Stored data
* * * *
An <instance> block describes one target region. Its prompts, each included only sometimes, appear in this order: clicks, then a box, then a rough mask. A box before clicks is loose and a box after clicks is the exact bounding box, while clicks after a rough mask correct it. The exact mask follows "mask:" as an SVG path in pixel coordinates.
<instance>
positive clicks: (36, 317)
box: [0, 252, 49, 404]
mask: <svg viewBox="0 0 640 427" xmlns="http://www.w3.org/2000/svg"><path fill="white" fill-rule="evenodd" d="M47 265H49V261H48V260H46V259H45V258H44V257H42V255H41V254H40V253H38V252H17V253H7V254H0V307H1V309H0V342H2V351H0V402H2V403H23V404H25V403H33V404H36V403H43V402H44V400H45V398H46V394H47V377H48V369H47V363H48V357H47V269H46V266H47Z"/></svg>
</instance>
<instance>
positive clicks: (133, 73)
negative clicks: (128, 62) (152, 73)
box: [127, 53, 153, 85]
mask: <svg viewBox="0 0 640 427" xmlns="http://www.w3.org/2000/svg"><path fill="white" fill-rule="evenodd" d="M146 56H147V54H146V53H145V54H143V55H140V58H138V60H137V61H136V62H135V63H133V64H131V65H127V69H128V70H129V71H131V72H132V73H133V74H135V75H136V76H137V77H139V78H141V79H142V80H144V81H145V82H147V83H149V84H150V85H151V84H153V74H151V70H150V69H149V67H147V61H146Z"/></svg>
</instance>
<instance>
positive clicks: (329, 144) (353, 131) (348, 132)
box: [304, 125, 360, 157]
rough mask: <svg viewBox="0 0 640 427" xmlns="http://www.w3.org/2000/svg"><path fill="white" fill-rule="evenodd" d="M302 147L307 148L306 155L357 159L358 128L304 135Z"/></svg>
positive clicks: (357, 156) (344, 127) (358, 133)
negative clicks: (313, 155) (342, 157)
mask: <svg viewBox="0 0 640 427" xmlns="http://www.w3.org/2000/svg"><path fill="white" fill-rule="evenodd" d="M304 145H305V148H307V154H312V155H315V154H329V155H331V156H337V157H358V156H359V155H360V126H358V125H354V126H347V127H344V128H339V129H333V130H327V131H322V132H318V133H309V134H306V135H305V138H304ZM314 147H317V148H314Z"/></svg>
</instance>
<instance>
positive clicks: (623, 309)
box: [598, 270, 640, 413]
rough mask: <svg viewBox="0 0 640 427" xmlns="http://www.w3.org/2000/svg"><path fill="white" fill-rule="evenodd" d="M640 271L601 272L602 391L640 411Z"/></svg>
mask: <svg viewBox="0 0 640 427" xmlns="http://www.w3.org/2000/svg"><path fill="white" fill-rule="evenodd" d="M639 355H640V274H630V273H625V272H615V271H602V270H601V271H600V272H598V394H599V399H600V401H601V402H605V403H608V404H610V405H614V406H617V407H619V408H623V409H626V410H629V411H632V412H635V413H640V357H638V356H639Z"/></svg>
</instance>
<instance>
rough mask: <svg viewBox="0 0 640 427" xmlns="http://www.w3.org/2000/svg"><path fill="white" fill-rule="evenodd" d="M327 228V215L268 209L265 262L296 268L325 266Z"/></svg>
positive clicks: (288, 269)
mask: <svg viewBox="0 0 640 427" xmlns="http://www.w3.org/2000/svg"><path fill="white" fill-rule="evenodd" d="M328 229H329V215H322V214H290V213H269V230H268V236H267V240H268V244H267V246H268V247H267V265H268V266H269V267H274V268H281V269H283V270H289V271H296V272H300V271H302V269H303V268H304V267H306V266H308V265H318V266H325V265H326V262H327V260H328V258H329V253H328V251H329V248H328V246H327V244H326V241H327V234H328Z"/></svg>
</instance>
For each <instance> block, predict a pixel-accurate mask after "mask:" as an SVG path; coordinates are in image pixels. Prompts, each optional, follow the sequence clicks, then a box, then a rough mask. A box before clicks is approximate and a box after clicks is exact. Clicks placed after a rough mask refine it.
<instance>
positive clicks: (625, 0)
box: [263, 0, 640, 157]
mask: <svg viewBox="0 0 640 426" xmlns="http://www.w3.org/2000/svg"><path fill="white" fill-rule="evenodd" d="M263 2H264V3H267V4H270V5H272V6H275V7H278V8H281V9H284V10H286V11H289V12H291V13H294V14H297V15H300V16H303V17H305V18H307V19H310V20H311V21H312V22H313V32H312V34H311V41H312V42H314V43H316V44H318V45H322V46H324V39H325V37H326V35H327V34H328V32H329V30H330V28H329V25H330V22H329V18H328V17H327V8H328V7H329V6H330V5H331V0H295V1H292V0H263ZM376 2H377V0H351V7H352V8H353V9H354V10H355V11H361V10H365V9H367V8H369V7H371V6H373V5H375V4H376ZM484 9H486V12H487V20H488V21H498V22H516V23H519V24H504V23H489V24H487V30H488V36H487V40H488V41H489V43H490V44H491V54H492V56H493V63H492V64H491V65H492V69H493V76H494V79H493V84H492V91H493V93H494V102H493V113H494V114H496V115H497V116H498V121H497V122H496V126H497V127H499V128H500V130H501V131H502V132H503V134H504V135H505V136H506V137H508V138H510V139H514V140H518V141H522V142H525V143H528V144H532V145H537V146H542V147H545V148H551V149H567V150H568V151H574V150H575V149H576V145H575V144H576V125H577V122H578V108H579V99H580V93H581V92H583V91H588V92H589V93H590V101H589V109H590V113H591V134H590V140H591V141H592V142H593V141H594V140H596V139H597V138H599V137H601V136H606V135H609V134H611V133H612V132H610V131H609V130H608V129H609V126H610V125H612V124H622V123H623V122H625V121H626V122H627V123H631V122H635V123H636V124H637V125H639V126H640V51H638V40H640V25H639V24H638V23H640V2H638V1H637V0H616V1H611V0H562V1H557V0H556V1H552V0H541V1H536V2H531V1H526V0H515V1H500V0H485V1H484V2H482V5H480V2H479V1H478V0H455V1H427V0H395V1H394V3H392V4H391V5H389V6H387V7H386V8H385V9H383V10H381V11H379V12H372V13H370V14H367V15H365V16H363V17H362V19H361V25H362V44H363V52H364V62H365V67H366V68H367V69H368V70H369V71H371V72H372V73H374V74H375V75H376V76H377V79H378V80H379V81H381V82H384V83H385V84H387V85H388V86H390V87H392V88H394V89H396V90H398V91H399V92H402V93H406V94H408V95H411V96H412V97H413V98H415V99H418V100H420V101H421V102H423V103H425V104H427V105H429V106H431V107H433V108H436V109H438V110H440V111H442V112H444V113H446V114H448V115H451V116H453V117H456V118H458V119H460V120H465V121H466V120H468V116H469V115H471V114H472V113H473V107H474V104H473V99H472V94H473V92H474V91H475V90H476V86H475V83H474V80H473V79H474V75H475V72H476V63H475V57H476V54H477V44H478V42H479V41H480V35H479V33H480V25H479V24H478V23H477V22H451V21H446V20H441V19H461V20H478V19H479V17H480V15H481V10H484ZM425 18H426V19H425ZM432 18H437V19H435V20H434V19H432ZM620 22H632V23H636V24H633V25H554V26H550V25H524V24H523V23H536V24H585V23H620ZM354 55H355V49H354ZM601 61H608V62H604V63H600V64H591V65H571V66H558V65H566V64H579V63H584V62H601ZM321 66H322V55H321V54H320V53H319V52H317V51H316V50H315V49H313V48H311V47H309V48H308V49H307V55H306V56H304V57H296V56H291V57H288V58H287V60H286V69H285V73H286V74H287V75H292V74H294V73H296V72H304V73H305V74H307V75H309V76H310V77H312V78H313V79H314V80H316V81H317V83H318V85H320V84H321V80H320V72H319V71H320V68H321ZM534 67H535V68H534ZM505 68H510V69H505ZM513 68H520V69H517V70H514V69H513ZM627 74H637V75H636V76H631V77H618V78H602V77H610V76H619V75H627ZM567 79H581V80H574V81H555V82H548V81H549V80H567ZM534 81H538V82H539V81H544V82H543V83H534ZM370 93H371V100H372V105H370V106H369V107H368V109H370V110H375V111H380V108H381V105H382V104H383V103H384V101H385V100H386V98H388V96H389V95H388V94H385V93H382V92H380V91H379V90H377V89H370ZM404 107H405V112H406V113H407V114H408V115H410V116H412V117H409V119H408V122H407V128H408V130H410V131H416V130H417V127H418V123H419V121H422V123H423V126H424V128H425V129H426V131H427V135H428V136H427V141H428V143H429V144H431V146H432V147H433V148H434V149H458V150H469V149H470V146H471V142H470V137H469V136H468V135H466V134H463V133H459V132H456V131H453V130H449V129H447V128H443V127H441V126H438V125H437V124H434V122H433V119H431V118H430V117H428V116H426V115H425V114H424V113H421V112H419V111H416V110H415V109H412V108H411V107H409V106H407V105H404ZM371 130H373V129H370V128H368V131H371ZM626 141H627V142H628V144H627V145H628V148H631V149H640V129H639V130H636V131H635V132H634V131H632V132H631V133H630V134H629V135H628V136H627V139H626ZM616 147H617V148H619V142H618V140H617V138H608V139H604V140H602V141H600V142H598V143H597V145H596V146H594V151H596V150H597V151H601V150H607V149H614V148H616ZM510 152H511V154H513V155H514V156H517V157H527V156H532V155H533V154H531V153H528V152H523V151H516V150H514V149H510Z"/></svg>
* * * *
▸ **EXERCISE**:
Copy the entries word for word. Start at the first line and end with the line containing "positive clicks: (36, 317)".

▸ **RESULT**:
An <instance> block describes one target region. Its prompts, each included only sometimes, appear in this order: clicks, then a box, then a rough mask. A box before clicks is loose and a box after clicks is the exact bounding box, while clicks after a rough mask correct it. The exact mask follows "mask:" as an SVG path in pixel coordinates.
<instance>
positive clicks: (36, 317)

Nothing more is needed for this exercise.